For this exercise, repeat each entry exactly as written.

(Natural language region descriptions)
* * * * * * *
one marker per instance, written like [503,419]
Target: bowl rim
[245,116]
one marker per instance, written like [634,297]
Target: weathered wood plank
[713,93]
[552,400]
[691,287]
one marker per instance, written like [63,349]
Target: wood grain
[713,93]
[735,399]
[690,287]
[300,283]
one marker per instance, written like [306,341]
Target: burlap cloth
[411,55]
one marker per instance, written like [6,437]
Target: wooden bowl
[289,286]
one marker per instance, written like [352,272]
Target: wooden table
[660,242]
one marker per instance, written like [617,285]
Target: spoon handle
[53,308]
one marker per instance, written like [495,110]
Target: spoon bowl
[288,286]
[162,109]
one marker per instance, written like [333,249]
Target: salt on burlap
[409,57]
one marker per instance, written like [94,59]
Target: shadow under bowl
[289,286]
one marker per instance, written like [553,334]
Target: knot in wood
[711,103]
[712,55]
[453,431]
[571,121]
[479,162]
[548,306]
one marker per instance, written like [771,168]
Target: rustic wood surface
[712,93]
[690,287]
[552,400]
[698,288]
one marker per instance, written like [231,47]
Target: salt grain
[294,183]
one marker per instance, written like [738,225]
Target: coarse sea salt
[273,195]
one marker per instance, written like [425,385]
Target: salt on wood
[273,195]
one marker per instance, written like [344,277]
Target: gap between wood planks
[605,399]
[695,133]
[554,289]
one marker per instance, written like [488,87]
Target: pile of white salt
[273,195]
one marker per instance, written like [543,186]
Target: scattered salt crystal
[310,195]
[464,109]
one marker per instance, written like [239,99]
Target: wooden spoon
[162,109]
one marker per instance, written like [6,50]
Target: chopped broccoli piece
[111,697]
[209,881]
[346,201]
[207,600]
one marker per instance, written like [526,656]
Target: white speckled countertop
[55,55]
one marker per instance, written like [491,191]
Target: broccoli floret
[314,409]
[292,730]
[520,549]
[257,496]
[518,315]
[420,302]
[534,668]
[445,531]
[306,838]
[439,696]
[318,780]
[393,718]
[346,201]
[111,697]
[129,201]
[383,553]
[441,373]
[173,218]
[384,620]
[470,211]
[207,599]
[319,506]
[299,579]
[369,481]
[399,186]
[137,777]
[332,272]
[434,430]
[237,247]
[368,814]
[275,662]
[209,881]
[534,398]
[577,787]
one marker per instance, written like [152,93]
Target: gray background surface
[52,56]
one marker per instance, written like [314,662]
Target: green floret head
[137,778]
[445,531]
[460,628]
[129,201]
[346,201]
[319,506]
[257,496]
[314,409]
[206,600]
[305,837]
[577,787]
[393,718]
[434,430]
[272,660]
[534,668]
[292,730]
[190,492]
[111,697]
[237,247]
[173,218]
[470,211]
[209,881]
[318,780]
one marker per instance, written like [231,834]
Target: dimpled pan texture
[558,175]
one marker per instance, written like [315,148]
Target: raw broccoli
* * * * * * *
## Response area
one marker per instance, written like [503,419]
Target: bowl rim
[245,116]
one marker per instance, written like [634,297]
Target: weathered wood plank
[713,93]
[552,400]
[691,287]
one marker per instance, written like [63,349]
Target: wood grain
[713,93]
[735,399]
[690,287]
[300,283]
one marker per instance, written like [306,341]
Target: burlap cloth
[411,55]
one marker per instance, written like [6,437]
Target: wooden bowl
[289,286]
one marker per instance, written like [352,272]
Target: wooden table
[660,242]
one marker per instance, written like [617,285]
Target: spoon handle
[53,308]
one marker per instance, written like [495,110]
Target: spoon bowl
[288,286]
[162,109]
one marker per instance, written like [333,249]
Target: salt on burlap
[409,57]
one marker per instance, written like [94,59]
Target: shadow under bowl
[289,286]
one marker per instance, written like [553,334]
Target: knot in wood
[711,103]
[712,55]
[453,431]
[571,121]
[479,162]
[548,306]
one marker per instance, written like [771,168]
Target: rustic wood surface
[712,93]
[690,287]
[552,400]
[698,288]
one marker per instance, written like [231,47]
Target: salt grain
[294,183]
one marker per instance, written like [738,225]
Target: coarse sea salt
[273,195]
one marker per instance, written like [425,385]
Target: salt on wood
[273,195]
one marker per instance, written like [344,277]
Target: gap between wood planks
[605,399]
[695,133]
[554,289]
one marker per instance, written like [488,87]
Target: pile of white salt
[273,195]
one marker per instance, written like [543,186]
Target: scattered salt crystal
[310,195]
[464,109]
one marker per instance, written like [239,99]
Target: wooden spoon
[162,109]
one marker per instance, written like [6,50]
Target: chopped broccoli piece
[111,697]
[209,881]
[346,201]
[207,600]
one marker per instance, written like [526,656]
Target: white speckled countertop
[55,55]
one marker per instance, written like [491,191]
Target: broccoli floret
[314,409]
[292,730]
[520,549]
[257,496]
[518,315]
[420,302]
[534,668]
[445,531]
[306,838]
[439,696]
[318,780]
[393,718]
[346,201]
[111,697]
[129,201]
[383,553]
[441,373]
[173,218]
[384,620]
[470,211]
[207,599]
[319,506]
[299,579]
[369,481]
[399,186]
[137,777]
[332,272]
[434,430]
[237,247]
[368,814]
[275,662]
[209,881]
[534,398]
[577,787]
one marker per instance, written like [152,93]
Target: gray background surface
[52,56]
one marker per instance, written like [314,662]
Target: green floret head
[137,778]
[445,531]
[460,628]
[129,201]
[346,201]
[319,506]
[257,496]
[314,409]
[206,600]
[305,837]
[577,787]
[393,718]
[434,430]
[272,660]
[534,668]
[292,730]
[190,492]
[111,697]
[237,247]
[173,218]
[470,211]
[209,881]
[318,780]
one marker per instance, written like [231,834]
Target: dimpled pan texture
[558,175]
one marker per instance, written like [315,148]
Target: raw broccoli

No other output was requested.